(Point-based annotation records)
__________

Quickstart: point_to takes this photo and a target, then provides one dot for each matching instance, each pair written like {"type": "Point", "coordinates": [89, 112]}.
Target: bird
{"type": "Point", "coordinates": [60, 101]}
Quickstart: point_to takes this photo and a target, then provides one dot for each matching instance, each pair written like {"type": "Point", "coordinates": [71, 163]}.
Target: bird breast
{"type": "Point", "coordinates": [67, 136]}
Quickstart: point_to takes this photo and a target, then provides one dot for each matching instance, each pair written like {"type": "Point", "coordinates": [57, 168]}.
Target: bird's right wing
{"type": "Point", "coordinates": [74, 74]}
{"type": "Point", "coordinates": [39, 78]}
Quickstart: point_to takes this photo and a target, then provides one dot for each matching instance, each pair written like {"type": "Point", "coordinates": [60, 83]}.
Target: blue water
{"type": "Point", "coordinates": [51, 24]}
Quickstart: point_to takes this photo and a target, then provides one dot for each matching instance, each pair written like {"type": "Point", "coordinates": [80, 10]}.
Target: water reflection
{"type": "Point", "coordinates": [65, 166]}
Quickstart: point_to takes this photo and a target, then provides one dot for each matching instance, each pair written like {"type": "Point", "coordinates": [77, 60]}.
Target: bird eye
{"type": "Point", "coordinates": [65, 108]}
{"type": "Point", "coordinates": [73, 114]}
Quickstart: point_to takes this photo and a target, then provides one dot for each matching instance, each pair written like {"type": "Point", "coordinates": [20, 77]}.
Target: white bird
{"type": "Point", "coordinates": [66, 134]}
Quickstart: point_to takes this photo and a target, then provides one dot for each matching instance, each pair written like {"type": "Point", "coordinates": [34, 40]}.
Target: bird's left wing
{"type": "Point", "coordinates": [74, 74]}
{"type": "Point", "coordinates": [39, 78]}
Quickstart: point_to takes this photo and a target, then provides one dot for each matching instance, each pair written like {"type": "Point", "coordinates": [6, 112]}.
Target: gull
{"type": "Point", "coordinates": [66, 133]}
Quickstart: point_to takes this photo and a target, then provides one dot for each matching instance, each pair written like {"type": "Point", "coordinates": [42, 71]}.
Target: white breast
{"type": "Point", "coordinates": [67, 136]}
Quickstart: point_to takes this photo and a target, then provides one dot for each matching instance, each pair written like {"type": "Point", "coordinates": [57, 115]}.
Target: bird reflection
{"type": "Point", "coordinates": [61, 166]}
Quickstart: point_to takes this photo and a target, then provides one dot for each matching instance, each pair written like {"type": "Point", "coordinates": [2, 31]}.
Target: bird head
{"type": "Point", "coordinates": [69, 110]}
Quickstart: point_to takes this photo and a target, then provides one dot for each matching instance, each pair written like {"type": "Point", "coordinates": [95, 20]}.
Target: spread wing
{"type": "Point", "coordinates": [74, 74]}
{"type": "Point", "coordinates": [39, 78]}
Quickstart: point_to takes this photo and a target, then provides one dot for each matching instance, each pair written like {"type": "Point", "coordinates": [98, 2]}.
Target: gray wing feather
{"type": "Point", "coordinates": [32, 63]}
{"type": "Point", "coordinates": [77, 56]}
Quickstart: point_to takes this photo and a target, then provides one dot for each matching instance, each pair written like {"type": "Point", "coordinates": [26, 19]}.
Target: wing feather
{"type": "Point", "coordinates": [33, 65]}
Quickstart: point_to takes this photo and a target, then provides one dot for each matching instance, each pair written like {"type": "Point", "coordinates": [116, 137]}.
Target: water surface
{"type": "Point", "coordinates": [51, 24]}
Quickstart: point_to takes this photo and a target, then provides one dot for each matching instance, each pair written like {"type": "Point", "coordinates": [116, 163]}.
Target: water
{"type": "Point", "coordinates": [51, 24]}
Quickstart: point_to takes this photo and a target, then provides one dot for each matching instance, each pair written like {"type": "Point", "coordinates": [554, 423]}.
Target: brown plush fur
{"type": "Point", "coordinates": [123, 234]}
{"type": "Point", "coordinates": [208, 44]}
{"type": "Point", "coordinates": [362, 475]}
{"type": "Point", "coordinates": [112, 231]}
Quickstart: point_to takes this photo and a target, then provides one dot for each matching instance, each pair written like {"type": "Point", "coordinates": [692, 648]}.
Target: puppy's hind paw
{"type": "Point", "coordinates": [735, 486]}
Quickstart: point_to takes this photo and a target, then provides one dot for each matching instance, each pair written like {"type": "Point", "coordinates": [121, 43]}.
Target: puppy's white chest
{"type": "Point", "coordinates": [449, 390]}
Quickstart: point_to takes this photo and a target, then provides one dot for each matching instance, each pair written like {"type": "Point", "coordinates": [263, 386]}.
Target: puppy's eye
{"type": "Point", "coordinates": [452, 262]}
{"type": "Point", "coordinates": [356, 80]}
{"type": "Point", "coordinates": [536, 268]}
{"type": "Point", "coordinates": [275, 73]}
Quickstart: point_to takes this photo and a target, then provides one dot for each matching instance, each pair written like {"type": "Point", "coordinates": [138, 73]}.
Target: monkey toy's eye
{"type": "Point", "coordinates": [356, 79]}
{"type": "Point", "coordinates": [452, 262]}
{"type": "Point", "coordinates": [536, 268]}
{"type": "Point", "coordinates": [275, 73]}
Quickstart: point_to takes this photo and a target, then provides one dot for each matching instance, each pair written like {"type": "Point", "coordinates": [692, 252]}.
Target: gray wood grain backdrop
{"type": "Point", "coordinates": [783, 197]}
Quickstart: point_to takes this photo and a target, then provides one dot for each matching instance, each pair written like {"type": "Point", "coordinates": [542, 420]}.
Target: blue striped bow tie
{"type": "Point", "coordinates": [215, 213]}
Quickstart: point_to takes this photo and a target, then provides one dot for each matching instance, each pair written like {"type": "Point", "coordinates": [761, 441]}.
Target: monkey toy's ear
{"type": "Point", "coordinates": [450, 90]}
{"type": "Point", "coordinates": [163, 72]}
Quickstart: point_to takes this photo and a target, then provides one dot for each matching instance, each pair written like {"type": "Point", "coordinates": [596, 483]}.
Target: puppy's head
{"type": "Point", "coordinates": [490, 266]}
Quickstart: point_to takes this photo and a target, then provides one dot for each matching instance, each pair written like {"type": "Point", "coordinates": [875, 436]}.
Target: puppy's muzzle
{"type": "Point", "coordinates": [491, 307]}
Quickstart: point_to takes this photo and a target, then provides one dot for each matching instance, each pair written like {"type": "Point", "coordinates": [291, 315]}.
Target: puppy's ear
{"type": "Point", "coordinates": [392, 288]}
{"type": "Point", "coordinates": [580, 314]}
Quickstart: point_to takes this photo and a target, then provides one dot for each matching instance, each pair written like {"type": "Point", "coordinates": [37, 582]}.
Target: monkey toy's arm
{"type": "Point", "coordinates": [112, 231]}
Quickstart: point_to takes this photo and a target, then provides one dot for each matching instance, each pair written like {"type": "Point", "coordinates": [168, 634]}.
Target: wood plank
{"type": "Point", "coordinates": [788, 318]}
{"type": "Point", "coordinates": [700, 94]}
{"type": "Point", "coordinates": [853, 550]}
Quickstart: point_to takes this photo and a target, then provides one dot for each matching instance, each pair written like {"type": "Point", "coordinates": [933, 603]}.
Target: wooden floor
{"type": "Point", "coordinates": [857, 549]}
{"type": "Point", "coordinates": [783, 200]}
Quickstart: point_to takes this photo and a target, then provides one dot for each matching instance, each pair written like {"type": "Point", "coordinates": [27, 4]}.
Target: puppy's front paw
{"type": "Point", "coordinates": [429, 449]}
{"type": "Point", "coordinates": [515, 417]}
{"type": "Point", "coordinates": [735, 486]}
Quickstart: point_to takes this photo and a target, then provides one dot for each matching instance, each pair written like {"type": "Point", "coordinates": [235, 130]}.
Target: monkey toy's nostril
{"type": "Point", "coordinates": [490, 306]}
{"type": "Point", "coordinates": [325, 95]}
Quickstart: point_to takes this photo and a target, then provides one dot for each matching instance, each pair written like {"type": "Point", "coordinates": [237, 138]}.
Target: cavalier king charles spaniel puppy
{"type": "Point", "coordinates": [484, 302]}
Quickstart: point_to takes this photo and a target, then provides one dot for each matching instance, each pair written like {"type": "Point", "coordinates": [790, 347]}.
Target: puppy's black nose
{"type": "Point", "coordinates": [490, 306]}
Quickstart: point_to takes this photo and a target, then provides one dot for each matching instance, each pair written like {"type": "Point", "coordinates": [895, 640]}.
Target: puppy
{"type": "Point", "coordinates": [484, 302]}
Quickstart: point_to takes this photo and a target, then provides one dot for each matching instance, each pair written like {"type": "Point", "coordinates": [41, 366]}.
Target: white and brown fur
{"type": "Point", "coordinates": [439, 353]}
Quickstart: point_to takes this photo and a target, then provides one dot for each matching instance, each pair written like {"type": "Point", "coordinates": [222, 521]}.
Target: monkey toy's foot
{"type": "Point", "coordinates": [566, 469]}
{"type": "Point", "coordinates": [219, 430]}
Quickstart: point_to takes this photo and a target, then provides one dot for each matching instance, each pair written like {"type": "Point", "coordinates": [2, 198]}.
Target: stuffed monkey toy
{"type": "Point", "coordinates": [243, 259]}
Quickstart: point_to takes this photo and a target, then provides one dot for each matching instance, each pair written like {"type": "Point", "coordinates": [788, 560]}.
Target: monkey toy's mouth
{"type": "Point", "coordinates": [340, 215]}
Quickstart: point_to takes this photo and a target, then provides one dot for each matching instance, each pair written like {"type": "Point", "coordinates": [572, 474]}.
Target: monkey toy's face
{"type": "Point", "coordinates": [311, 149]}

__________

> Objective
Count how many lines in the records above contain the word "head" and give only that number.

> Full output
2